*INSTRUCTIONS FOR THE TASK*: Render the lines from the start of the rows through the line holding "POLYGON ((188 8, 186", inclusive, as a Markdown table with the columns No. and Line, leaving out blank lines.

Stored data
= = = = =

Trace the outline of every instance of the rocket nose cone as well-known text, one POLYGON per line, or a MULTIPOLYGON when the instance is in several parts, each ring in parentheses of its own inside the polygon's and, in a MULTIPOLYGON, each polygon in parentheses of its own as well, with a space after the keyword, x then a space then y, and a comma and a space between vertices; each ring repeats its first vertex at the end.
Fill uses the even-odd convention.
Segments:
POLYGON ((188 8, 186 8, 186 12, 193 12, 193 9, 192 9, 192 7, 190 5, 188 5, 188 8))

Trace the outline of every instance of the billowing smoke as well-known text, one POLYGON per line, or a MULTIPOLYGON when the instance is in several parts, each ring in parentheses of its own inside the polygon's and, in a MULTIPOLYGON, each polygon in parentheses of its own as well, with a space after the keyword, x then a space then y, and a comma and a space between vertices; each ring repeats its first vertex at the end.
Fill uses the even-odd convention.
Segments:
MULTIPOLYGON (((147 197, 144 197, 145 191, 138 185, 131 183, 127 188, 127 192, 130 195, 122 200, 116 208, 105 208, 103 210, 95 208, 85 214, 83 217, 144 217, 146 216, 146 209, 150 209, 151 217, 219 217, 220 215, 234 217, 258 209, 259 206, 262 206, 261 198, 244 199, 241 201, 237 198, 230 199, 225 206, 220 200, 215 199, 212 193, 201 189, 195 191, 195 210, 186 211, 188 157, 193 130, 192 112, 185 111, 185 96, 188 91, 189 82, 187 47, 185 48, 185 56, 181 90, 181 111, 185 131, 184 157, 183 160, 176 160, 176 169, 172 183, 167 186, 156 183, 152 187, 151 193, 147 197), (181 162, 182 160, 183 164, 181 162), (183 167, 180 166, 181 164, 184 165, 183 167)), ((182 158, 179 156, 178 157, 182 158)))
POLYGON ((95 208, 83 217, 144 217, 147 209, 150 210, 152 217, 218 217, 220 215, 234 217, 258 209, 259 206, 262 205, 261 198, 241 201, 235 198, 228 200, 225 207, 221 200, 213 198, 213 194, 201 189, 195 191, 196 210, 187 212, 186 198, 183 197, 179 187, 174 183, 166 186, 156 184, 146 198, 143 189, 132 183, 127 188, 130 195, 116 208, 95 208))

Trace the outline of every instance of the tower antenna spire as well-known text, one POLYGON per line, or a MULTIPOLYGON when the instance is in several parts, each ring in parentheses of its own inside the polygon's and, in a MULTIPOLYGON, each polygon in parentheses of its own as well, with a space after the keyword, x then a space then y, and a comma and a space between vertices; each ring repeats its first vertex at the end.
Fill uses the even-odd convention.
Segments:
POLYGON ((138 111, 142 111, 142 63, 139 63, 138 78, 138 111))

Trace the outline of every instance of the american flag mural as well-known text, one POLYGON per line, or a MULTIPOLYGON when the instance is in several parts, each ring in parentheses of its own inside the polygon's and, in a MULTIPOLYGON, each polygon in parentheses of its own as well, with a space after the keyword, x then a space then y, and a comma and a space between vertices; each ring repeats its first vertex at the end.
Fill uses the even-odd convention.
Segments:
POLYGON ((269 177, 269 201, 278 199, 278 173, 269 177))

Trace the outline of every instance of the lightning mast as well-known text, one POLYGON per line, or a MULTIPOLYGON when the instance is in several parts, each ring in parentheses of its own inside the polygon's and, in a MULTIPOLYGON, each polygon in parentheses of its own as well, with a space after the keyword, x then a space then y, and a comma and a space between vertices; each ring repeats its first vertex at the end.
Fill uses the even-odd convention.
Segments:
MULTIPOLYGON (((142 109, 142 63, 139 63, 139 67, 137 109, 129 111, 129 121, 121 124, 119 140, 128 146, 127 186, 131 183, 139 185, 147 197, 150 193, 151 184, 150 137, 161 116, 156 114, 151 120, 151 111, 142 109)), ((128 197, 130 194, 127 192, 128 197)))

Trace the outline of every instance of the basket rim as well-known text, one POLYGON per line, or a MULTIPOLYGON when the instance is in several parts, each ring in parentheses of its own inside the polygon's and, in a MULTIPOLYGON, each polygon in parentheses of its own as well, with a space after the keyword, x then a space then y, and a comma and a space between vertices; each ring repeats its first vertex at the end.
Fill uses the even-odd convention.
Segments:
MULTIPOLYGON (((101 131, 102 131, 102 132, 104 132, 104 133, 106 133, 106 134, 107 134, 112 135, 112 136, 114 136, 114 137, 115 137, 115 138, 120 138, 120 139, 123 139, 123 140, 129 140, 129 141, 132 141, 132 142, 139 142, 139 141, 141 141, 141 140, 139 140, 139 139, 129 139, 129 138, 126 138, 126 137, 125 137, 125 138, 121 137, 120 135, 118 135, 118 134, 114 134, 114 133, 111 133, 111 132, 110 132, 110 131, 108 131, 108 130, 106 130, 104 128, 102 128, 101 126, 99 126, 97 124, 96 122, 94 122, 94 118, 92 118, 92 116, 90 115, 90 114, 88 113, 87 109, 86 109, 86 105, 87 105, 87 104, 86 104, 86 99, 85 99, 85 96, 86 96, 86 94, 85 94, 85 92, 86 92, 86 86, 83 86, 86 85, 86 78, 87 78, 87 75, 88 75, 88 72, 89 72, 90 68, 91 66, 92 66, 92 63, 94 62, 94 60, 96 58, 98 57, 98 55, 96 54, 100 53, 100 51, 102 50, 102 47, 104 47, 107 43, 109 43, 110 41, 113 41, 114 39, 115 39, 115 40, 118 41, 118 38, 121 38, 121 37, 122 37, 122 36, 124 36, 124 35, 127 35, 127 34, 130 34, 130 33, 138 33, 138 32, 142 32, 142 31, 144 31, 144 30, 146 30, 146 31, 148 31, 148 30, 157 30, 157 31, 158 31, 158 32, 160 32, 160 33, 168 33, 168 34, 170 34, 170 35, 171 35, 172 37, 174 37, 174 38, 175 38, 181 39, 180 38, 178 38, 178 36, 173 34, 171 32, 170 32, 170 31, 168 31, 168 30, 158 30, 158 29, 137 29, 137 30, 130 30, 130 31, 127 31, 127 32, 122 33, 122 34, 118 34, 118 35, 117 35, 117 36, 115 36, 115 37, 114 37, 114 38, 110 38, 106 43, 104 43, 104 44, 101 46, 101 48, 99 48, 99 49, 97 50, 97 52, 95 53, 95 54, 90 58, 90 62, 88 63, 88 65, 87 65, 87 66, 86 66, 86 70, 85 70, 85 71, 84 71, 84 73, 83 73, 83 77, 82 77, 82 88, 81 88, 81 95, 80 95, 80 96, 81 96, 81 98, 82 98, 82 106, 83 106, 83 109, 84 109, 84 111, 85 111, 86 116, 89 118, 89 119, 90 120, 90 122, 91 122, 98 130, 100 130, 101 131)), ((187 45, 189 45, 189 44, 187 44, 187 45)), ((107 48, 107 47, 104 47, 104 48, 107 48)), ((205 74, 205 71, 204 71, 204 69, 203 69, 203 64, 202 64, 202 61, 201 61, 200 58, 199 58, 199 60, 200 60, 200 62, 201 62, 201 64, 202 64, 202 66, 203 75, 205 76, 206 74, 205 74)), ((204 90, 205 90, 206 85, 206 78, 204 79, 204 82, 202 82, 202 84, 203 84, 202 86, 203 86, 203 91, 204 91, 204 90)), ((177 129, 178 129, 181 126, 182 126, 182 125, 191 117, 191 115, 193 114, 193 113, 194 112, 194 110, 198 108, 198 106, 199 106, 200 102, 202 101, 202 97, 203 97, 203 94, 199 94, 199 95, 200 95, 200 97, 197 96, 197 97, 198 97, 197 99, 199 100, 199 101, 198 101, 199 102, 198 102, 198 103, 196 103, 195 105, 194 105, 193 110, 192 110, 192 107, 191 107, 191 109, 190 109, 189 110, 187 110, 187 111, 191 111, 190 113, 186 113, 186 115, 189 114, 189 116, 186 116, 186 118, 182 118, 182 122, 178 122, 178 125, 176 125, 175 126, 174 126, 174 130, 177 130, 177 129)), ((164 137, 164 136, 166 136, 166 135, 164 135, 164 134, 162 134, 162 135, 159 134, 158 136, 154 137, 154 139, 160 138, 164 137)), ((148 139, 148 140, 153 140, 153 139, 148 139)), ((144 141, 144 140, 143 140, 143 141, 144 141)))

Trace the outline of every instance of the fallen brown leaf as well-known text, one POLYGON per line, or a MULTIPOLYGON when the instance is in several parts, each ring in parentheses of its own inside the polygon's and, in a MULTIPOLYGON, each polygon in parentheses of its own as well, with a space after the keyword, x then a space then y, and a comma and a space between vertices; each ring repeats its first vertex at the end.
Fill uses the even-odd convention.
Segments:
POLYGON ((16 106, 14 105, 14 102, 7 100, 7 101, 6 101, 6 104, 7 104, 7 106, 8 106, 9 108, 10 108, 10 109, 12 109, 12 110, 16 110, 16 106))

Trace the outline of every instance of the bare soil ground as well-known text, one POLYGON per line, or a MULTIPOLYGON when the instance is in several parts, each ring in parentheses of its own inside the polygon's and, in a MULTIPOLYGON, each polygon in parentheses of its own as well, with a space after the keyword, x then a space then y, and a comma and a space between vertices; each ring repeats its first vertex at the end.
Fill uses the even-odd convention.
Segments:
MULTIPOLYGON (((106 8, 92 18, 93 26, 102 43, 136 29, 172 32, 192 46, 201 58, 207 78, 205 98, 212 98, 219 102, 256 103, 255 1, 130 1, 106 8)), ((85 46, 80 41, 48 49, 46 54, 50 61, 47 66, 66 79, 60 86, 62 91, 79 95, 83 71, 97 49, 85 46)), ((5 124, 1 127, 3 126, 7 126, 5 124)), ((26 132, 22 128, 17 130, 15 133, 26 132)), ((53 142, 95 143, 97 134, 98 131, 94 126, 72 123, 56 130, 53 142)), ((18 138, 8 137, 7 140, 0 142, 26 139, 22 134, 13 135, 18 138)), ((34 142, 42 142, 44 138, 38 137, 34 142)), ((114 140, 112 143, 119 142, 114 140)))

= = = = =

*THE RESULT*:
| No. | Line |
|---|---|
| 1 | Trace the outline of every instance of the rocket nose cone as well-known text, one POLYGON per line, or a MULTIPOLYGON when the instance is in several parts, each ring in parentheses of its own inside the polygon's and, in a MULTIPOLYGON, each polygon in parentheses of its own as well, with a space after the keyword, x then a space then y, and a comma and a space between vertices; each ring repeats its first vertex at the end. |
| 2 | Fill uses the even-odd convention. |
| 3 | Segments: |
| 4 | POLYGON ((188 8, 186 8, 186 12, 193 12, 193 9, 192 9, 192 7, 190 5, 188 5, 188 8)) |